**Cosa fare:** Riscrivi tutte le righe seguenti sotto forma di elenco numerato, omettendo quelle vuote.
######
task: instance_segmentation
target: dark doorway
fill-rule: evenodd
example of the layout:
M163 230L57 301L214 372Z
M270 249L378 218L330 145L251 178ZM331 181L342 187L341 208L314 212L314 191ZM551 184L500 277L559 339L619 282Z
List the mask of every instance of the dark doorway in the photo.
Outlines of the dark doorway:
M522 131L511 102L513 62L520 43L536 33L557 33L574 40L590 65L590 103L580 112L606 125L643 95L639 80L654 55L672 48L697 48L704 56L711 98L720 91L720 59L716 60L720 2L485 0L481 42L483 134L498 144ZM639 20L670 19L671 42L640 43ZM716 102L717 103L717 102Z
######
**Risposta:**
1. task: instance_segmentation
2. target: dark doorway
3. fill-rule: evenodd
4. example of the layout:
5. M163 230L57 301L214 372Z
6. M270 249L378 218L330 145L251 178ZM331 181L342 187L341 208L314 212L314 191ZM551 184L500 277L559 339L619 282Z
7. List the mask of every instance of the dark doorway in the photo.
8. Outlines of the dark doorway:
9. M522 131L511 102L513 62L520 43L536 33L557 33L574 40L590 65L590 103L580 112L606 125L643 95L639 80L654 55L672 48L697 48L704 56L711 98L720 91L720 59L716 60L720 2L485 0L481 42L483 134L498 144ZM639 20L670 19L671 42L640 43ZM716 102L717 103L717 102Z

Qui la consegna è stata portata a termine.